====== 提示文

2015/9/3
マインツの武藤嘉紀選手がハノーバー戦でブンデスリーガ初ゴールを含む2得点の大活躍を見せてくれた。このところ香川選手や岡崎選手も好調だし、日本代表の今夜のカンボジア戦、9/8のアフガニスタン戦が楽しみだ。
武藤選手は守備でも終盤まで素晴らしかった。マインツ監督のシュミット氏は前節のボルシアMG戦の武藤を評して「岡崎のようだ」と言ったとか。この献身性がチームに早く溶け込む一つの秘訣なのかもしれない。87分の交代でシュミット監督は武藤選手をお辞儀パフォーマンスで迎えたが、武藤選手はびっくりして恐縮気味だった。それが微笑ましかった。
さて、このシリーズの前回(503-8/27)の最後に、僕がこのシリーズで犯したミスを2つ挙げた。今回は、役員退職慰労引当金の税効果を例にしながら、その2つを中心に書いていくことになる。
では、その2つを検討しよう。
(1つ目のミス)… 見積りに求められる確実性のレベルを間違えた?
これについては、その後の公開草案の読み込みによって、次のことが分かった。
・間違えたと思ったことは間違いだった(=間違えてなかった)。
・でもそうなると、この公開草案とIAS12『法人所得税』に不一致な点が残る。
これに気付いたのは、公開草案の次の部分を読んだ時だ(61項なお書き)。
なお、監査委員会報告第66号における「合理的に見積ったもの」や「合理的にスケジ
ューリングが行われている」との表現が用いられていた点について、見積りやスケジュー
リングが合理的であるべきという趣旨を変えることを意図するものではないが、「合理的」
という用語は、監査上の取扱いにおいて監査上の観点から用いられた用語であると考えら
れるため、本適用指針においてはその表現を引き継いでいない。
僕は、公開草案が“合理的”という言葉を所々省いたことによって見積りの蓋然性(=確からしさ)を現行基準より引き下げたと思ったのだが、そうではないらしい。引続き、見積りの高い確実性を要求しているようだ。
しかし、IAS12には“合理的”という言葉はなく(繰越欠損金等については除く*1)、その代わり“可能性が高い”という表現が使われている(例えば、IAS12.27)。この表現は確率にすれば50%を超えるレベルを要求する際に使用される表現なので、公開草案とIAS12には、要求する見積りの確からしさに不一致があることになる。
この結果、現行の日本基準と公開草案の間に、このシリーズの前回、僕が自己嫌悪に陥りながら記載したような大きな違いはなさそうだ。その代わり、IAS12との間には違いがあることになる。この見積りに求められる確実性のレベルの違いによってどの程度影響が出てくるか、ん〜、あまりないかもしれない。ちょっと具体的な想像は難しいが、とにかく、規定の文言上は違うことになる。
でも、とりあえず役員退職慰労引当金を例にして想像してみよう。
これは、スケジューリング不能な一時差異*2なので、会社分類2*3に該当する会社の場合は、公開草案で提案された21項但し書き*4によって、通常であれば、回収可能性ありと判断され、繰延税金資産が計上される。この判断プロセスを、具体的に考えてみよう。

============

**指示 A**: 税効果会計の文章で、IAS12において「合理的」という言葉の代わりに使われている表現は何ですか。
**指示 B**: 税効果会計の文章から、「これについては、その後の公開草案の読み込みによって、次のことが分かった。」を含む箇所を起点に「確実性を要求しているようだ。」までを一字一句違えずに書き写してください。
**指示 C**: 税効果会計の文章を、最後の文の後から引き継いで書き進めてください。

====== 表示エントリ

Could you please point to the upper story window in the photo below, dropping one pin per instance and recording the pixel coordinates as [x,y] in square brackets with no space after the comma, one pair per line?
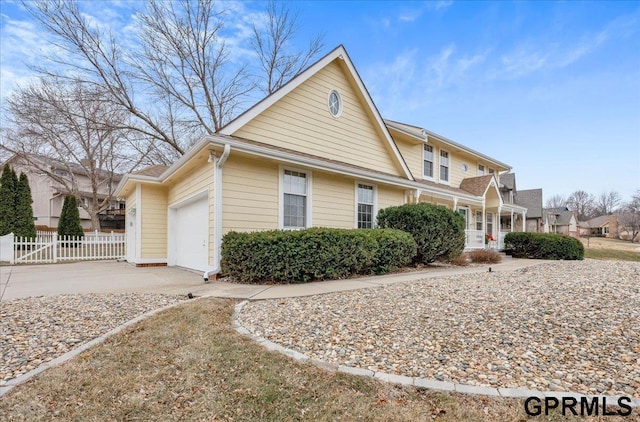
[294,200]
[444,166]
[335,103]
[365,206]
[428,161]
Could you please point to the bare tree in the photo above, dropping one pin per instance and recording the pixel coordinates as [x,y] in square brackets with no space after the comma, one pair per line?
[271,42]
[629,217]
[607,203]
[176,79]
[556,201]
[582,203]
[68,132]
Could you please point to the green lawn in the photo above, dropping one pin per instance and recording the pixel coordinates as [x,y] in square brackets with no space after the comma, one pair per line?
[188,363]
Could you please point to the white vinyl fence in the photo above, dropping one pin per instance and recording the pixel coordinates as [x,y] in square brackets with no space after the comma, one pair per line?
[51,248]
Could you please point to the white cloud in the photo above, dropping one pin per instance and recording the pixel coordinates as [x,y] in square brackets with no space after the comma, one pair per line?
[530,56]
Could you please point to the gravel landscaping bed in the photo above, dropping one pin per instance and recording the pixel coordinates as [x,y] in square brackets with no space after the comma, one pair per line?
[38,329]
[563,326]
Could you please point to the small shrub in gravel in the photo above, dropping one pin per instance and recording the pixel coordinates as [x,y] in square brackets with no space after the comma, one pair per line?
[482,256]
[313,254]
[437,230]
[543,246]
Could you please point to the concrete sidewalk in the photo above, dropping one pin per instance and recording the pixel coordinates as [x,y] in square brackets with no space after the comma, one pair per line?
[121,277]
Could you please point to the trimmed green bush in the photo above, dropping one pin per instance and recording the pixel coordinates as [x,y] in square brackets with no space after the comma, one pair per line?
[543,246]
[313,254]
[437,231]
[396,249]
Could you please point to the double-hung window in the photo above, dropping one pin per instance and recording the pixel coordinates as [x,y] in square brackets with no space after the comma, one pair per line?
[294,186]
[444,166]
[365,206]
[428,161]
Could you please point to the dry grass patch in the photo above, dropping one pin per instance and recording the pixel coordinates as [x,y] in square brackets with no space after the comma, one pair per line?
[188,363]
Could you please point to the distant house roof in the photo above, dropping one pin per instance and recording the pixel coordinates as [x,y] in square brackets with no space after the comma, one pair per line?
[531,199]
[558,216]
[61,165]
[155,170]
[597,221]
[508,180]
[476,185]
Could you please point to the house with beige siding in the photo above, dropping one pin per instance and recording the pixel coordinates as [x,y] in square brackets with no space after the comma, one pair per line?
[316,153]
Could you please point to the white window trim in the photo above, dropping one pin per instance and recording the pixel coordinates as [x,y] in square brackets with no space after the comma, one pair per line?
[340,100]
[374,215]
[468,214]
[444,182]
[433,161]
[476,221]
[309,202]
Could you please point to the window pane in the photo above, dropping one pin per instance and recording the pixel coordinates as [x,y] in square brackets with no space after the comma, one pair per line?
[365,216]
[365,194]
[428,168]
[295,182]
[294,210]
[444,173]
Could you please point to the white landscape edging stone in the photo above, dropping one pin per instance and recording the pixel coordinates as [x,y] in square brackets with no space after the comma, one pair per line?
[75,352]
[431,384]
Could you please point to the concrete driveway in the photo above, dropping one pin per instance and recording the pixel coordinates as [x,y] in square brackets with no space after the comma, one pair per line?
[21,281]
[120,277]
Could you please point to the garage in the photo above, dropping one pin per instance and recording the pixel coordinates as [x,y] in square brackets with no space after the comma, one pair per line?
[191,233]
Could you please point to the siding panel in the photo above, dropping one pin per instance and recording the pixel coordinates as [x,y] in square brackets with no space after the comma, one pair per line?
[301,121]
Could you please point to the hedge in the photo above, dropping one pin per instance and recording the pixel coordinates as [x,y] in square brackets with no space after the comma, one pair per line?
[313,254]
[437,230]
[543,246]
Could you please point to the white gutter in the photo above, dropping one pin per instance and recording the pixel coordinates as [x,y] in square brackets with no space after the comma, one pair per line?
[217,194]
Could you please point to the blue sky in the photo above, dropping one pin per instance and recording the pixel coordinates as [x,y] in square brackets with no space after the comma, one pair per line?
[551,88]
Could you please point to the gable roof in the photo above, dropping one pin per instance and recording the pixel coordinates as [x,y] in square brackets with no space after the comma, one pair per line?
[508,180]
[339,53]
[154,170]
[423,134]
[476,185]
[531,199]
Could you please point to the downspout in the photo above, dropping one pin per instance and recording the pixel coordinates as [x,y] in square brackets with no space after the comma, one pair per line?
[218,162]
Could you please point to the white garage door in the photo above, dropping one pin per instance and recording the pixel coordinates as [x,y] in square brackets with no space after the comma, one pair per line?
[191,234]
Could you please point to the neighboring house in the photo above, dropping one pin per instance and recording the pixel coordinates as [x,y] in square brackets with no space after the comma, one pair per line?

============

**正解 A**: 「可能性が高い」という表現です。

**正解 B**:
これについては、その後の公開草案の読み込みによって、次のことが分かった。
・間違えたと思ったことは間違いだった(=間違えてなかった)。
・でもそうなると、この公開草案とIAS12『法人所得税』に不一致な点が残る。
これに気付いたのは、公開草案の次の部分を読んだ時だ(61項なお書き)。
なお、監査委員会報告第66号における「合理的に見積ったもの」や「合理的にスケジ
ューリングが行われている」との表現が用いられていた点について、見積りやスケジュー
リングが合理的であるべきという趣旨を変えることを意図するものではないが、「合理的」
という用語は、監査上の取扱いにおいて監査上の観点から用いられた用語であると考えら
れるため、本適用指針においてはその表現を引き継いでいない。
僕は、公開草案が“合理的”という言葉を所々省いたことによって見積りの蓋然性(=確からしさ)を現行基準より引き下げたと思ったのだが、そうではないらしい。引続き、見積りの高い確実性を要求しているようだ。

**正解 C**:
役員は人である限りいつかは寿命を迎える。多くの場合その前に退任して退職慰労金をもらう。その時、税務上も損金経理がなされ、一時差異は解消される。この一時差異は、スケジューリング不能な一時差異だが、人に寿命があるので、通常であれば、いずれ解消されるものと考えて良い。しかし、次のような不幸な、通常でない場合も考えられる。
・不祥事や重大なミスの責任を問われて退職慰労金がカットされたり、支給されないケース
退職慰労引当金は減額されたり、支払われなかったりする部分についても、会計上、退職慰労引当金を取崩すが現金は支出しないので、税務上の損金経理にならない。したがって、一時差異は減少するものの、損金経理による税金節約効果はない。よって、この場合は繰延税金資産が回収されない。
・退任時に会社が退職慰労金を支払える財務状況にない
これも、退職慰労引当金が支出されないので、税務上の損金経理の要件を満たさないため、税金の節約効果はない。ということは、繰延税金資産は回収できないことになる。
このように、通常ではないケースに該当するのであれば、回収可能性はない。問題は、このような通常でないケースへ行き当たる可能性が、どの程度想定されるかだ。
その可能性が1〜2割程度の場合であれば、回収されない可能性は低く、回収可能という合理的なレベルの説明が可能だ。この場合は、日本基準とIFRSに差異は生じない。
その可能性が3〜4割もある場合は、合理的といえるレベルの確実性はないけれども、回収されない可能性より回収される可能性の方が高い。この場合、日本基準では繰延資産に計上されないが、IAS12では、繰延資産に計上される。ここに、日本基準とIFRSの差異が生じる。
(役員が不祥事や重大なミスの責任をとるケース)
役員が不祥事や重大なミスで責任を取らされるというのは、特殊な状況でしか起こらない。例えば、東芝の退任取締役に退職慰労金が支払われるかどうかは知らないが、もし、支払われないとすれば、社内規定に照らして誰かが判断するものなので、その判断の時点で支払われるか、支払われないかは、ほぼ、100%に近い確率で判明する。3〜4割の確率というのは、実際には想定しにくい。
したがって、起こるとしても、ほぼ100%の確からしさで見積もりができるので、日本基準とIAS12の差は生じないと思われる。
(会社の財政状態により、支払えなくなるケース)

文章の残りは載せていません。